*SET PROBLEM*
List every entry below that contains the string "foot", treating uppercase and lowercase letters as different.

[Point-based annotation entries]
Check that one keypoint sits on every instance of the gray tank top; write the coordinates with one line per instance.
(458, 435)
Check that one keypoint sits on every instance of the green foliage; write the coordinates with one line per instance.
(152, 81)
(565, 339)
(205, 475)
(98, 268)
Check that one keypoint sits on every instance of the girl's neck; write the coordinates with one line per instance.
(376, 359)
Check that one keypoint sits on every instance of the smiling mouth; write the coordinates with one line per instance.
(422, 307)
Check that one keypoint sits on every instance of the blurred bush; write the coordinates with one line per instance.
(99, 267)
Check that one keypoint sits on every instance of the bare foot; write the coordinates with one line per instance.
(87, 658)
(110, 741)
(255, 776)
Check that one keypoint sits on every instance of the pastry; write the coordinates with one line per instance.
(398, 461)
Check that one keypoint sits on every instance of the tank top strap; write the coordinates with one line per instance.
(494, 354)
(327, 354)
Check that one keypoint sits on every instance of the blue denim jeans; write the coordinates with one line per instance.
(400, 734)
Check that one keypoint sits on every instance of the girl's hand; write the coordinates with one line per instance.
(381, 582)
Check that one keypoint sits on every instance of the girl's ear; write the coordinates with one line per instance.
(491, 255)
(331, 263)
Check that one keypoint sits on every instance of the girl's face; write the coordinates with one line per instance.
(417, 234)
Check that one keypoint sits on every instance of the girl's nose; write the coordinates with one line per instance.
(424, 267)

...

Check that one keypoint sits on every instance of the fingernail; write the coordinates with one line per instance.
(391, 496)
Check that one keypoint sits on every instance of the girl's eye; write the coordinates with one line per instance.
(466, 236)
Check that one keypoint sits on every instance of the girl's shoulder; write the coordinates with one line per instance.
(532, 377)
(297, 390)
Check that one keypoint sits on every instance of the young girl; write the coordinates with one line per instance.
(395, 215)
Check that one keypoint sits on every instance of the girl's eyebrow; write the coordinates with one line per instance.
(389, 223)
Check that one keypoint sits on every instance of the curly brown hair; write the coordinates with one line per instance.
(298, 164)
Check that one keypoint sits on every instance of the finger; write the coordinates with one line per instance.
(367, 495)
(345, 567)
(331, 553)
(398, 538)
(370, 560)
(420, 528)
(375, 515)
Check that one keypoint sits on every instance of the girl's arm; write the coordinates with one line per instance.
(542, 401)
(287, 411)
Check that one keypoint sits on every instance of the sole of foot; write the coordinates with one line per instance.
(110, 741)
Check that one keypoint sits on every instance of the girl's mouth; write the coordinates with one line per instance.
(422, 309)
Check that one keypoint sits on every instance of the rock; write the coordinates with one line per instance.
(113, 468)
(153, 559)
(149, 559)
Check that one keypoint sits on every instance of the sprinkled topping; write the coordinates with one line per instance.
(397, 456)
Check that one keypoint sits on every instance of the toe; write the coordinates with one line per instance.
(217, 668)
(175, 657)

*COMPLETED EXERCISE*
Check that one keypoint sits on every instance of the bare foot; write the coordinates with one line per instance.
Check that one keypoint sits on every instance of the sole of foot; write the coordinates with one line per instance.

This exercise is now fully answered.